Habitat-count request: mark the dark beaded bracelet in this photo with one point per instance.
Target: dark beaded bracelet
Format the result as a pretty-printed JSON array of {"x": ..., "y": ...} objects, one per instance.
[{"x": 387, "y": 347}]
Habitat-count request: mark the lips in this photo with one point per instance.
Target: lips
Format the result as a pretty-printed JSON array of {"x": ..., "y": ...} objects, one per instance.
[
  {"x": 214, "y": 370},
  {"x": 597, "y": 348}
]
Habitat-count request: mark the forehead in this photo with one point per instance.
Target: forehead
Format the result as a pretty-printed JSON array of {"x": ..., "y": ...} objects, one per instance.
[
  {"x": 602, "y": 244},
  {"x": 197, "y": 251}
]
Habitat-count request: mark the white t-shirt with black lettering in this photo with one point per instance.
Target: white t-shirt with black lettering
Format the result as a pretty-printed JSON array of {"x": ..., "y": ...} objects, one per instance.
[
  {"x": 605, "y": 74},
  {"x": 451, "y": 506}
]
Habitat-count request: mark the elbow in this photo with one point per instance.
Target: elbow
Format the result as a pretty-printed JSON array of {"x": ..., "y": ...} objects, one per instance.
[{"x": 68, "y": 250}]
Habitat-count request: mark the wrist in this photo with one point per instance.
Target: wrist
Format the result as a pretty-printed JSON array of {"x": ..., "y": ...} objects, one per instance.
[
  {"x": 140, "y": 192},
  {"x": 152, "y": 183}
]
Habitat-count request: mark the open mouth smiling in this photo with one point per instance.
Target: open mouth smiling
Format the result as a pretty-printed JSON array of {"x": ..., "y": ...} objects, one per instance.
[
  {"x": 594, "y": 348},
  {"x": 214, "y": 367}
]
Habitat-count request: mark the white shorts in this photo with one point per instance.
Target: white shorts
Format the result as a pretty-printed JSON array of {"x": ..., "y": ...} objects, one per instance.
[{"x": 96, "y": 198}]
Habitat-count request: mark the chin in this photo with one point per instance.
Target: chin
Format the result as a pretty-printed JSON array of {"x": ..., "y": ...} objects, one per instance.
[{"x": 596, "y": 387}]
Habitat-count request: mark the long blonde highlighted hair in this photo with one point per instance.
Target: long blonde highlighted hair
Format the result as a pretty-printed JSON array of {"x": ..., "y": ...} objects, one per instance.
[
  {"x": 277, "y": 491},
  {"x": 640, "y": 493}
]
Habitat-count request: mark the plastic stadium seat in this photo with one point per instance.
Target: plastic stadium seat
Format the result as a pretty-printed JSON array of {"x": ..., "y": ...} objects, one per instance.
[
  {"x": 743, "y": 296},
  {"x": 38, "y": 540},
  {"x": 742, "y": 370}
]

++++++++++

■ **TASK OBJECTIVE**: Reproduce the entire listing above verbatim, keeping every line and character unchanged.

■ **RESPONSE FOR THIS EXERCISE**:
Habitat-count request: mark the dark beaded bracelet in this photo with one point per instance.
Target: dark beaded bracelet
Format the result as a pretty-printed JSON array of {"x": ..., "y": ...} objects, one per instance.
[{"x": 387, "y": 347}]
Habitat-count request: mark the lips in this photo with one point per instance.
Target: lips
Format the result as a pretty-printed JSON array of {"x": ..., "y": ...} objects, one per instance.
[
  {"x": 214, "y": 370},
  {"x": 597, "y": 348}
]
Habitat-count request: mark the forehead in this photo with one point per instance.
Target: forehead
Format the result as a pretty-printed JSON array of {"x": ..., "y": ...} objects, one per instance.
[
  {"x": 602, "y": 244},
  {"x": 197, "y": 251}
]
Habitat-count request: mark the white t-shirt with black lettering in this photo with one point per instance.
Target: white t-shirt with black lettering
Format the result as a pretty-printed JSON array of {"x": ..., "y": ...} objects, one per instance.
[
  {"x": 605, "y": 74},
  {"x": 451, "y": 506}
]
Habitat-count request: mark the elbow in this photo with one point per instance.
Target: elbow
Format the result as a pretty-printed JSON array of {"x": ..., "y": ...} objects, one per instance.
[{"x": 68, "y": 250}]
Habitat-count request: mark the wrist in this photo with one point per instance.
Target: wrist
Format the result as a pretty-printed JSON array of {"x": ..., "y": ...} objects, one per instance.
[
  {"x": 140, "y": 192},
  {"x": 152, "y": 183}
]
Habitat-count request: mark the open mouth smiling in this photo with one point per instance.
Target: open mouth smiling
Format the result as a pretty-printed JSON array of {"x": ..., "y": ...} objects, one per instance.
[
  {"x": 594, "y": 348},
  {"x": 214, "y": 367}
]
Habitat-count request: mark the white shorts in this photo with one point per instance.
Target: white shorts
Format the result as a pretty-printed JSON array of {"x": ..., "y": ...} objects, one per instance.
[{"x": 96, "y": 198}]
Habitat-count request: mark the chin in this photo with one point per instance.
Target: chin
Format the result as a pretty-printed JSON array of {"x": ..., "y": ...} objects, one per instance.
[{"x": 596, "y": 387}]
Habitat-count request: mark the long blonde highlighted hair in this photo with one point per instance.
Target: long blonde highlighted hair
Format the result as a pretty-printed JSON array of {"x": ..., "y": ...} objects, one per instance.
[
  {"x": 277, "y": 491},
  {"x": 640, "y": 493}
]
Habitat-count request: mark the plastic stadium seat in this photo with one point per instance.
Target: plastic stadium seat
Format the result as a pretty-printed JSON array of {"x": ..., "y": ...} objects, one per instance.
[
  {"x": 743, "y": 296},
  {"x": 38, "y": 540},
  {"x": 742, "y": 370}
]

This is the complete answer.